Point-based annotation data
## start

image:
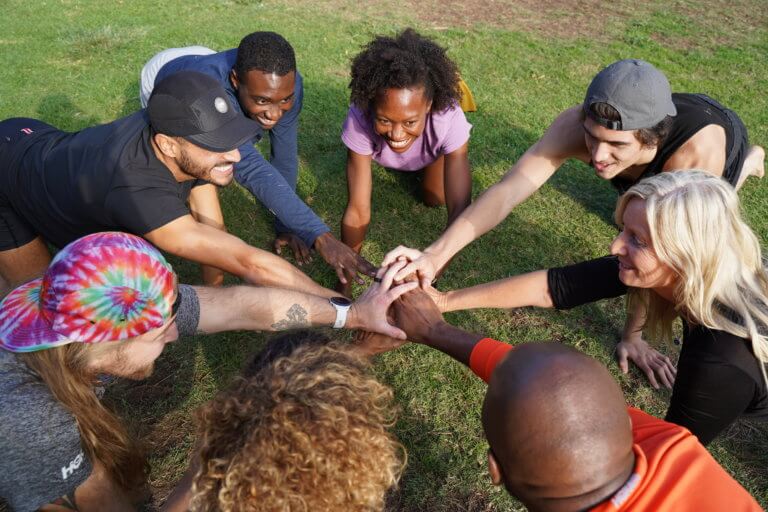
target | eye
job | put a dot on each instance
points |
(637, 242)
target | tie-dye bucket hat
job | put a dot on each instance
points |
(102, 287)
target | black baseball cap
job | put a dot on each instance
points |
(195, 106)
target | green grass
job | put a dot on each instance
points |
(74, 64)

## end

- Short problem:
In the part of the material that runs from the line containing "target | tie-dye bucket hat" through the end, rename "dot" to "mark" and leave everything else unchanged.

- Correct answer:
target | tie-dye bucket hat
job | put a mark on each instance
points |
(102, 287)
target | black baseball cap
job | put a mark on each instance
points |
(195, 106)
target | green grass
job | put a mark on each instance
points |
(74, 64)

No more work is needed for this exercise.